• **Work to be completed**
Find each line in the records below that contains the string "rock", and copy those lines out whole. Case matters, so only an exact match in upper and lower case counts.

• **Provided material**
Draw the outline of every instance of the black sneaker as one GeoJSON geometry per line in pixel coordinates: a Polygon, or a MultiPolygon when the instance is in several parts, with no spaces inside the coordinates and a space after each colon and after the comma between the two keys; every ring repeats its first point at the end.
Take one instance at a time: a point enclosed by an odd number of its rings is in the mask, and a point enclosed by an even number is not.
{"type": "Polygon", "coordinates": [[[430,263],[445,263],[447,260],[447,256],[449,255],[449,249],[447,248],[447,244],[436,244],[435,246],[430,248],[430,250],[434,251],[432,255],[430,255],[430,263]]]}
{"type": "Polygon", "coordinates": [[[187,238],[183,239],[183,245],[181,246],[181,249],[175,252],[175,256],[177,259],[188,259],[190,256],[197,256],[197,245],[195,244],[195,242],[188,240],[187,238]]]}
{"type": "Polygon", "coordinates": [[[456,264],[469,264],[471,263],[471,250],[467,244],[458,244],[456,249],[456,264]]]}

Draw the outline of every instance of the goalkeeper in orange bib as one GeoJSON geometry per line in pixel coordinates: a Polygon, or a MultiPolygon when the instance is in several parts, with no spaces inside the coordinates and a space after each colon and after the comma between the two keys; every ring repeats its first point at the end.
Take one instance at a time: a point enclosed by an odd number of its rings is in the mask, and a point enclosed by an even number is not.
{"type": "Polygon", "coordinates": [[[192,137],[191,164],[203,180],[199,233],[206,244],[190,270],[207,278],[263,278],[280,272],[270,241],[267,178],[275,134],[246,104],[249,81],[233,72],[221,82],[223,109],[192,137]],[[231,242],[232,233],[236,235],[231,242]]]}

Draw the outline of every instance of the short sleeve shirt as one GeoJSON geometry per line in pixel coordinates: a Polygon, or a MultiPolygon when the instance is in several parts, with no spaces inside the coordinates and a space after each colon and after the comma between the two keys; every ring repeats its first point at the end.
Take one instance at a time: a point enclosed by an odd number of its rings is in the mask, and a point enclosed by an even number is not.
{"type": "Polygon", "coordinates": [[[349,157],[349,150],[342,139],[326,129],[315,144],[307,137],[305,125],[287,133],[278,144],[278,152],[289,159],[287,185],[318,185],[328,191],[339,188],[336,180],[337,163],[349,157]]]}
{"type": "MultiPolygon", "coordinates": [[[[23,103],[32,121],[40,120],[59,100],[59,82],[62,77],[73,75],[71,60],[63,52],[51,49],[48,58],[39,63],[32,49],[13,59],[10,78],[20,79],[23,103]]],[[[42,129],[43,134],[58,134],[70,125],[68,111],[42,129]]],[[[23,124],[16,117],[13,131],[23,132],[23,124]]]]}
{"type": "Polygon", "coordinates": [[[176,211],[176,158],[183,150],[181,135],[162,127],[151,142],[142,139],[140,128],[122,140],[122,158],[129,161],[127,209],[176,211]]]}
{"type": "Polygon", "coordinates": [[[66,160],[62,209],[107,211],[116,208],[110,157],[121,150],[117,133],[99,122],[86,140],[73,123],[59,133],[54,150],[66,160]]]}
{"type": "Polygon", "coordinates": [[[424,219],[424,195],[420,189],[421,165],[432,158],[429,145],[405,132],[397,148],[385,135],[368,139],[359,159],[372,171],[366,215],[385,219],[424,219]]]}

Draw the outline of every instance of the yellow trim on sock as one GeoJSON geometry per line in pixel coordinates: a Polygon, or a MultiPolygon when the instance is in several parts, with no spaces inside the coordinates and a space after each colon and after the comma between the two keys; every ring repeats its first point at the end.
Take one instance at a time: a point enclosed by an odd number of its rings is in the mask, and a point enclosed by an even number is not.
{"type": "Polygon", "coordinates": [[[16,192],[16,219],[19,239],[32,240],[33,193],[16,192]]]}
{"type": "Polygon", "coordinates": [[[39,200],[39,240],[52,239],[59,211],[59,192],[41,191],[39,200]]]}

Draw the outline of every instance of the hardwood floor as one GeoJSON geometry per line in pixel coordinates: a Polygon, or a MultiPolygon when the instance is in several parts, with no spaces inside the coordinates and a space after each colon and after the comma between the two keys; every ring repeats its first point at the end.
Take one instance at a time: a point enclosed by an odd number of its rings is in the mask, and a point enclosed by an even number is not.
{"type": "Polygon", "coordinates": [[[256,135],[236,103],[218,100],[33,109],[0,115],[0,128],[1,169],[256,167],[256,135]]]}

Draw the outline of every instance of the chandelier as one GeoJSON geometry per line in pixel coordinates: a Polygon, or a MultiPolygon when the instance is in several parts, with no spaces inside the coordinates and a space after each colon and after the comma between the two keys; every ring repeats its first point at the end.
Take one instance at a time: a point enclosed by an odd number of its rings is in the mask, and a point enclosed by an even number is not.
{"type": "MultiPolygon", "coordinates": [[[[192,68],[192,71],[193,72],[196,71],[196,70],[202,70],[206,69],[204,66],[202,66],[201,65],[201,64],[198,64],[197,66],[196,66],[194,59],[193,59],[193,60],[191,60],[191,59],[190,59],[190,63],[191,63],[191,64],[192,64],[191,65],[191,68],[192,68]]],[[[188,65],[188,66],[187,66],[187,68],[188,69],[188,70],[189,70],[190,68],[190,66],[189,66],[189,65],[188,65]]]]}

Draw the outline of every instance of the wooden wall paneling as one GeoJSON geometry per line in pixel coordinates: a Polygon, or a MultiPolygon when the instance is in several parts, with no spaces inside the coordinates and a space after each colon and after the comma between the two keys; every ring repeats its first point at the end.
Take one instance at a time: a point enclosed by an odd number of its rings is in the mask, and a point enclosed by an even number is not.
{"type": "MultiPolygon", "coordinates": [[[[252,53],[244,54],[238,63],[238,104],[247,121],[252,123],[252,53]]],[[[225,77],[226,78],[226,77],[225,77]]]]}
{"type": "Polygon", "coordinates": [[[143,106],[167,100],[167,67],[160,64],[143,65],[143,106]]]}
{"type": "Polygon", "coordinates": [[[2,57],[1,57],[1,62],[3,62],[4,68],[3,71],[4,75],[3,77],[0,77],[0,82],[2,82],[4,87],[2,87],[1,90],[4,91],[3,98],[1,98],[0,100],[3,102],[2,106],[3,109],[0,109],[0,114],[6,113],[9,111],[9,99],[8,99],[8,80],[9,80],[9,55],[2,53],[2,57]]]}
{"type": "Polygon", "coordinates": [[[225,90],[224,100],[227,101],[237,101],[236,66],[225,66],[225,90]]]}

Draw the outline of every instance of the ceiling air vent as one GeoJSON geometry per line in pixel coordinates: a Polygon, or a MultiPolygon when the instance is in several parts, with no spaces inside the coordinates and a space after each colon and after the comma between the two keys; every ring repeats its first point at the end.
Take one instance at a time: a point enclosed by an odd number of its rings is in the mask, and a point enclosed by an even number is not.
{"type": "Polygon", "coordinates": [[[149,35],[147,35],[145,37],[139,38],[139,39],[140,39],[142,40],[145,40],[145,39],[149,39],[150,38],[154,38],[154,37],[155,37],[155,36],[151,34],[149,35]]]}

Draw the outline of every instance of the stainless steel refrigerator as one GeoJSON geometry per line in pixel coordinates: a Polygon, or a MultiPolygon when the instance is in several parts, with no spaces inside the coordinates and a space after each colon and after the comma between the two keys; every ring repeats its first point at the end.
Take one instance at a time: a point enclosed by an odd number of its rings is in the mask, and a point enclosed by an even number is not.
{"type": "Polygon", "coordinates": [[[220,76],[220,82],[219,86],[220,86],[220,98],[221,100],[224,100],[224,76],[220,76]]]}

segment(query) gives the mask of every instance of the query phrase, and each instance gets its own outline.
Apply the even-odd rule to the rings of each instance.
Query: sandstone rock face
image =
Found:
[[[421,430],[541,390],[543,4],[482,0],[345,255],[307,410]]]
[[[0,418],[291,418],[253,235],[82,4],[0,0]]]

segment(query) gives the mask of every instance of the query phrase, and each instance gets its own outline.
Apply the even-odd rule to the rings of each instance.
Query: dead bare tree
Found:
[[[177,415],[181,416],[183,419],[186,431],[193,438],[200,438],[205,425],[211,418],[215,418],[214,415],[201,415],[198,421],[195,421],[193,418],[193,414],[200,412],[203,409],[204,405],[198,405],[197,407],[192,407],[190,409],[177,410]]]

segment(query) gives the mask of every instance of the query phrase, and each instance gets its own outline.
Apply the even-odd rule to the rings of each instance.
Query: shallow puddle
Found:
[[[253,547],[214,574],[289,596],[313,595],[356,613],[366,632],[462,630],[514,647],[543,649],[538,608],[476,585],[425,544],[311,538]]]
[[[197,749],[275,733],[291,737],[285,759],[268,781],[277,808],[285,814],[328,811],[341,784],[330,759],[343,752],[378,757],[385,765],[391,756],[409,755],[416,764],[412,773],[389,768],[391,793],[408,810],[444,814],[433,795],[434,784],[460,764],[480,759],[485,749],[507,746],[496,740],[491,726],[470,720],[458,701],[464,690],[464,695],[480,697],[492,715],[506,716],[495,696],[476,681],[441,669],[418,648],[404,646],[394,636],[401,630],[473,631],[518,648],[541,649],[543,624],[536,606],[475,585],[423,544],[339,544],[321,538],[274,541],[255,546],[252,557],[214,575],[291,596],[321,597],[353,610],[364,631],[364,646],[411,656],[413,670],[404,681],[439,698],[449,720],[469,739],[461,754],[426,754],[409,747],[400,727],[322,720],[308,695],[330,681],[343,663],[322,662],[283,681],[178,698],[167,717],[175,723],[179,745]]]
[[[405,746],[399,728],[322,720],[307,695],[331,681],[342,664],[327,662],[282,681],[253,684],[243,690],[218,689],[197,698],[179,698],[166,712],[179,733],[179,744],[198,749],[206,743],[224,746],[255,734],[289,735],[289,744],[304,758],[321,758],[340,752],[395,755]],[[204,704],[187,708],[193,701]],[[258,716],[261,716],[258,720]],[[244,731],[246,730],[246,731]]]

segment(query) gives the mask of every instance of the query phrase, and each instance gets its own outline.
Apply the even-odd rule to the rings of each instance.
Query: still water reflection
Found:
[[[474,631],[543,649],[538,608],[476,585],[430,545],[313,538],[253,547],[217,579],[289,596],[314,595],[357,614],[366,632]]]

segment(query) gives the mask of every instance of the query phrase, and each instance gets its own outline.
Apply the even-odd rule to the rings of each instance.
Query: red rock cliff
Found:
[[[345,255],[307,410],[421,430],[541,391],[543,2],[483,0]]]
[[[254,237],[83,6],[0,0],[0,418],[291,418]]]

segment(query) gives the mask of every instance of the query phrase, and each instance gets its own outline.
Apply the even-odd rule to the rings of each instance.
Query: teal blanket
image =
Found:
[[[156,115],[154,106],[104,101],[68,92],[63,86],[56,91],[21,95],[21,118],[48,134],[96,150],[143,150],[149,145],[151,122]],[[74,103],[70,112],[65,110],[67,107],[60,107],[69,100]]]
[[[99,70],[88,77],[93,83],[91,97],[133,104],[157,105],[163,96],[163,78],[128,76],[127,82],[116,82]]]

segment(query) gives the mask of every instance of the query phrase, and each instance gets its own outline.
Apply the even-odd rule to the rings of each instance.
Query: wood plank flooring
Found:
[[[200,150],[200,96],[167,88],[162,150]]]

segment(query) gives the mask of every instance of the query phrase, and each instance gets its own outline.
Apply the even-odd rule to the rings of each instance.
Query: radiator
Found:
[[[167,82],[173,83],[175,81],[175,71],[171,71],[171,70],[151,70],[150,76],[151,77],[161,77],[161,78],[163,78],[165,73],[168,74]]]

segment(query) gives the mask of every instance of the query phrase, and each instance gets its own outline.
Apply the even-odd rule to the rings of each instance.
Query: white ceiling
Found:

• **Expected answer**
Query: sandstone rock face
Query: red rock cliff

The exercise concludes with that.